▶ Provided passage
Alexandria, founded in 332-331 by Alexander the Great, the city of the poet Callimachus, the geographer Eratosthenes, the grammarian Aristophanes of Byzantium and Aristarchus of Samothrace. The city of Plotinus and later of Hypatia, was the main metropolis of the East, a cosmopolitan city of almost a million inhabitants, whose luxury only rivalled that of Rome.

Alexandria was mapped out with broad views, it was rich and an important commercial plaza, with a fishing fleet that obtained not insignificant catches and stood out for its monopoly in the papyrus industry, which supplied to the whole world.
Alexandria, the place where the Old Testament was translated into Greek (the Septuagint), was also the seat of a patriarchy—it is not true that St. Mark founded it; the first bishop of whom there is historical record is Demetrius I—, and it was, within the whole of the Church including that of the West, the largest and most powerful of all Episcopal sees. The two Egypts, Thebes, Pentapolis and Libya were under its jurisdiction.
This position had to be maintained, consolidated and expanded. The Alexandrian hierarchs, called ‘popes’ and who soon became immensely wealthy, intended during the 4th and 5th centuries to get at all costs the domination of the totality of the Eastern dioceses. Their theology was also opposed to that of Antioch, which also joined the struggle for rank between the two patriarchs, always winning he who supported the emperor and the ecclesiastical and imperial seat of Constantinople.
In constant struggle against ecclesiastical competitors and the State, a political apparatus of the Church arose here for the first time, similar to what would later be in Rome. According to this, the bishops of the secondary seats acted, who paid for any change of course with the loss of their Episcopal armchairs, or either they won them. Not one of the innumerable paleo-Christian churches of Alexandria was preserved.

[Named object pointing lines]
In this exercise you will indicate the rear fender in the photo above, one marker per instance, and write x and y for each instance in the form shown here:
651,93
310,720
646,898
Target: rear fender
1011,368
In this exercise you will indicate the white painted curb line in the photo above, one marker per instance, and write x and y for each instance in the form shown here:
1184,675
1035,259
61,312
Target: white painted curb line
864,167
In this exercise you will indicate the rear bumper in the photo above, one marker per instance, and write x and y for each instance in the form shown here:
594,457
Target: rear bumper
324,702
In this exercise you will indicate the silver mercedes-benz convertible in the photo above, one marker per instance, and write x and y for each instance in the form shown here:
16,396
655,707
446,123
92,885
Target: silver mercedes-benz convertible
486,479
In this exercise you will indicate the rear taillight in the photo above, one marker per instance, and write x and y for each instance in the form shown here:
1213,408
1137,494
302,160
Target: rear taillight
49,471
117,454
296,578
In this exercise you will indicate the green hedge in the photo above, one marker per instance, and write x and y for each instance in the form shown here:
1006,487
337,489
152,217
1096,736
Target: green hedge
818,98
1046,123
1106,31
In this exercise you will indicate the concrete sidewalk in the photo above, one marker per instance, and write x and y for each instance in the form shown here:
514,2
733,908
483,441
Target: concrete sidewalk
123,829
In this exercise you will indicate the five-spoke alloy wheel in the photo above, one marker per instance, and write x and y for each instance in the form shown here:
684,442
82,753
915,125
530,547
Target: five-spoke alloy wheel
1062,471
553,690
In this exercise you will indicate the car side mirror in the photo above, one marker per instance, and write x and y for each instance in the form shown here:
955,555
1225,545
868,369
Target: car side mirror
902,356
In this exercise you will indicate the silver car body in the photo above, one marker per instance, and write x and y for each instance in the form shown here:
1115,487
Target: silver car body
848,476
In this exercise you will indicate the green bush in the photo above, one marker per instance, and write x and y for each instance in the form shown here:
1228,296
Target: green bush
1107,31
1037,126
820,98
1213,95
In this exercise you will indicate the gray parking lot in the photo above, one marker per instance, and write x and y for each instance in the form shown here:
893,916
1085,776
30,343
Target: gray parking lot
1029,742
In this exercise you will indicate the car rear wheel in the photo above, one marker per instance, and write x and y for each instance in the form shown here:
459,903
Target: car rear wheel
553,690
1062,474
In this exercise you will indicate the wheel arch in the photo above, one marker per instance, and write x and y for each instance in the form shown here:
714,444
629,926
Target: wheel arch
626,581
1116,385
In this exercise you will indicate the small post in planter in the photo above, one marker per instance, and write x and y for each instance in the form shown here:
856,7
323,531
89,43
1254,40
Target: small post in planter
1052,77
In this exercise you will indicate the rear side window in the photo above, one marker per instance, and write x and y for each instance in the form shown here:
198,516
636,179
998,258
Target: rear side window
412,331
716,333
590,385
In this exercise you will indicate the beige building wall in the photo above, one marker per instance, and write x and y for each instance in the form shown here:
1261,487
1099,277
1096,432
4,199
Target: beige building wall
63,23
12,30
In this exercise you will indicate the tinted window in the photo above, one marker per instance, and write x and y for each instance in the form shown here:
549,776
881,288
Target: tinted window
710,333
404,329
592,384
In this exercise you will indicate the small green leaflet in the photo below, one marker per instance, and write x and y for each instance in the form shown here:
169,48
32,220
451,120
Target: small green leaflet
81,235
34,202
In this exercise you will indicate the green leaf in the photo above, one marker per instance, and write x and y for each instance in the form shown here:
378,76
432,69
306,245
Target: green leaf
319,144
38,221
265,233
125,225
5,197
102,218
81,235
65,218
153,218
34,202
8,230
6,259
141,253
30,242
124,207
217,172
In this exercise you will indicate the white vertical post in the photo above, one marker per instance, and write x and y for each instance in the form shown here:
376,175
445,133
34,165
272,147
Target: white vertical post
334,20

▶ Jobs
a: Please copy out the passage on ancient Alexandria word for word, everything from "Alexandria, founded in" down to "that of Rome.".
b: Write what comes next in the passage on ancient Alexandria, picking up after its final sentence.

▶ Results of the tasks
a:
Alexandria, founded in 332-331 by Alexander the Great, the city of the poet Callimachus, the geographer Eratosthenes, the grammarian Aristophanes of Byzantium and Aristarchus of Samothrace. The city of Plotinus and later of Hypatia, was the main metropolis of the East, a cosmopolitan city of almost a million inhabitants, whose luxury only rivalled that of Rome.

b:
Around the year 318, Patriarch Alexander would have preferred to silence the burning question about the ousia, the nature of the ‘Son’. There was a time when he was personally linked to the orator Arius (around 260-336), denounced by the Meletians and since 313 he was the presbyter of the church of Baucalis, the most prestigious in the city and the centre of a large group of followers formed by young women and workers of the dams.
But Arius, who was a kind and conciliatory scholar and probably composed the first popular songs of the Christian era (now totally forgotten), had renounced the Episcopal seat in favour of Alexander, and in the contest he participated less in a personal capacity than as an exponent from the school of theologians of Antioch, which he had neither founded nor directed. On the other hand, Bishop Alexander had previously defended, which was also reproached by Arians, ideas and doctrines similar to those he was now pursuing; he affirmed that Arius spent ‘day and night in insults against Christ and against us’.
After two public debates, at a synod that brought together 100 bishops, St. Alexander excommunicated and exiled Arius and all his followers—a decision that undoubtedly contributed to the struggle of the high office against the privileges of his priests—, and warned everywhere against the intrigues of the ‘heresiarch’. He also informed the Roman bishop Silvestre (314-335). And by means of two encyclicals, in 319 and probably in 324, he appealed to ‘all other beloved and venerable servants of God’, ‘to all the bishops beloved by God of all places’.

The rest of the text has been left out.